■ Supplied text:

★ ★ ★ ★ ★ ★ ★

Modeling Naive Bayes

In [None]:
# Import Module
from sklearn.naive_bayes import GaussianNB 

# Modeling Naive Bayes Classifier
gnb = GaussianNB()
gnb.fit(X_train, y_train)

# Predict to Test Data
y_pred_gnb= gnb.predict(X_test)

Model Evaluation

In [None]:
# Show the Confussion Matrix
cm_gnb = metrics.confusion_matrix(y_test, y_pred_gnb)
cm_gnb

In [None]:
# Show the Accuracy, Precision, Recall
acc_gnb = metrics.accuracy_score(y_test, y_pred_gnb)
prec_gnb = metrics.precision_score(y_test, y_pred_gnb)
rec_gnb = metrics.recall_score(y_test, y_pred_gnb)
f1_gnb = metrics.f1_score(y_test, y_pred_gnb)
kappa_gnb = metrics.cohen_kappa_score(y_test, y_pred_gnb)

print("Accuracy:", acc_gnb)
print("Precision:", prec_gnb)
print("Recall:", rec_gnb)
print("F1 Score:", f1_gnb)
print("Cohens Kappa Score:", kappa_gnb)

In [None]:
# ROC Curve
y_pred_gnb_proba = gnb.predict_proba(X_test)[::,1]
fprgnb, tprgnb, _ = metrics.roc_curve(y_test,  y_pred_gnb_proba)
aucgnb = metrics.roc_auc_score(y_test, y_pred_gnb_proba)
plt.plot(fprgnb,tprgnb,label="Naive Bayes, auc="+str(aucgnb))
plt.title('ROC Curve - Naive Bayes')
plt.xlabel('false positive rate') 
plt.ylabel('true positive rate')
plt.legend(loc=4)
plt.show()

#### ***Model Comparison***

In [None]:
# Comparing Model Performance
print("Decision Tree Accuracy =",acc_dtc)
print("Decision Tree Precision =",prec_dtc)
print("Decision Tree Recall =",rec_dtc)
print("Decision Tree F1-Score =", f1_dtc)
print("_______________________")
print("Naive Bayes Accuracy =", acc_gnb)
print("Naive Bayes Precision =", prec_gnb)
print("Naive Bayes Recall =", rec_gnb)
print("Naive Bayes F1-Score =", f1_gnb)

In [None]:
# Comparing ROC Curve
plt.plot(fprdtc,tprdtc,label="Decision Tree, auc="+str(aucdtc))
plt.plot(fprgnb,tprgnb,label="Naive Bayes, auc="+str(aucgnb))
plt.title('ROC Curve')
plt.xlabel('False Positive Rate')
plt.ylabel('True Positive Rate')
plt.legend(loc=4)
plt.show()

In [None]:
# Create Datafame Contains Fature and Result of prediction
df_compare = X_test.copy()
df_compare['ActualClass'] = y_test
df_compare['DecisonTree'] = y_pred_dtc
df_compare['NaiveBayes'] = y_pred_gnb

In [None]:
df_compare.head()

★ ★ ★ ★ ★ ★ ★

■ Prompt: Which class does the Naive Bayes code import from sklearn.naive_bayes, please?

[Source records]
★ ★ ★ ★ ★ ★ ★

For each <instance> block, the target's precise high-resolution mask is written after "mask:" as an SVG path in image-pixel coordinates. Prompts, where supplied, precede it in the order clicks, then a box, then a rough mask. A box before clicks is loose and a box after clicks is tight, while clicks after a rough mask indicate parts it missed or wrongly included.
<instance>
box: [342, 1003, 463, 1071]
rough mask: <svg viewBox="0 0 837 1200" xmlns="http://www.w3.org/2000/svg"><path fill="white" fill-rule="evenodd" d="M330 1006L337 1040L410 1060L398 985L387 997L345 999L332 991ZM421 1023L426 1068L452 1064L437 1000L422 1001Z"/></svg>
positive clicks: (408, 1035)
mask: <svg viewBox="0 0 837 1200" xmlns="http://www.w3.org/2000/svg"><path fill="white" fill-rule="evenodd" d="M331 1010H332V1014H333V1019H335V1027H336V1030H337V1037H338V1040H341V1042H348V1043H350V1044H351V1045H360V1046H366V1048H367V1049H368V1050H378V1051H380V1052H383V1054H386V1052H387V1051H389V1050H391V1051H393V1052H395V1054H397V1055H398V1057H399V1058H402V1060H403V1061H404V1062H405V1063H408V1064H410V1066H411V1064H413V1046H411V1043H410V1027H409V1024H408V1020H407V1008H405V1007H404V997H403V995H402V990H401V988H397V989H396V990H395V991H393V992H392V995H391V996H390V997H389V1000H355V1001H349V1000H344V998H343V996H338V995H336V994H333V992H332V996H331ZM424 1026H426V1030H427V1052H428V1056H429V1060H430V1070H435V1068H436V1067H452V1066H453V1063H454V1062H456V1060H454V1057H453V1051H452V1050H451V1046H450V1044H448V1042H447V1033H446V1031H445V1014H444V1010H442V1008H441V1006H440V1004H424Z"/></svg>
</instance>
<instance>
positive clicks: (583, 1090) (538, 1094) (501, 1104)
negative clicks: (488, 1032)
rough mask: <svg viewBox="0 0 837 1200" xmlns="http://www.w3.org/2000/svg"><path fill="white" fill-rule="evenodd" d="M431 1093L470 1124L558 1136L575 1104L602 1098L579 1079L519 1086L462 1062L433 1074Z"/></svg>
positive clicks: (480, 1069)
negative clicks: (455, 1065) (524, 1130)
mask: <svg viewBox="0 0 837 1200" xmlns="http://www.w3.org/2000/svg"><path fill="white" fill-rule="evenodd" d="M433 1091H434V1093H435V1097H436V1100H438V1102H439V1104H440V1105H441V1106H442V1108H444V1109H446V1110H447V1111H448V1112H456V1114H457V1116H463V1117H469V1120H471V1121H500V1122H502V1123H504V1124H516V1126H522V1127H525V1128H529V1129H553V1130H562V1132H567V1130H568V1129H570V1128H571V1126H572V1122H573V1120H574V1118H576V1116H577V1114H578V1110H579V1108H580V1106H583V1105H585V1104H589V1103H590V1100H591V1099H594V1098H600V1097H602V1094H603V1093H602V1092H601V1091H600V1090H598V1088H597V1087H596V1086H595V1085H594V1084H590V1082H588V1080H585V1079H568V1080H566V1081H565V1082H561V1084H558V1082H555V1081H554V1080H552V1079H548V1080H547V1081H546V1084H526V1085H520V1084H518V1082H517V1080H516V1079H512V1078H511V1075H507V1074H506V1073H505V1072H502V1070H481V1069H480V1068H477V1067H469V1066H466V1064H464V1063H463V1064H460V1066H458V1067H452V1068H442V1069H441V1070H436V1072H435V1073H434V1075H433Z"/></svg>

★ ★ ★ ★ ★ ★ ★

■ Response to the task: GaussianNB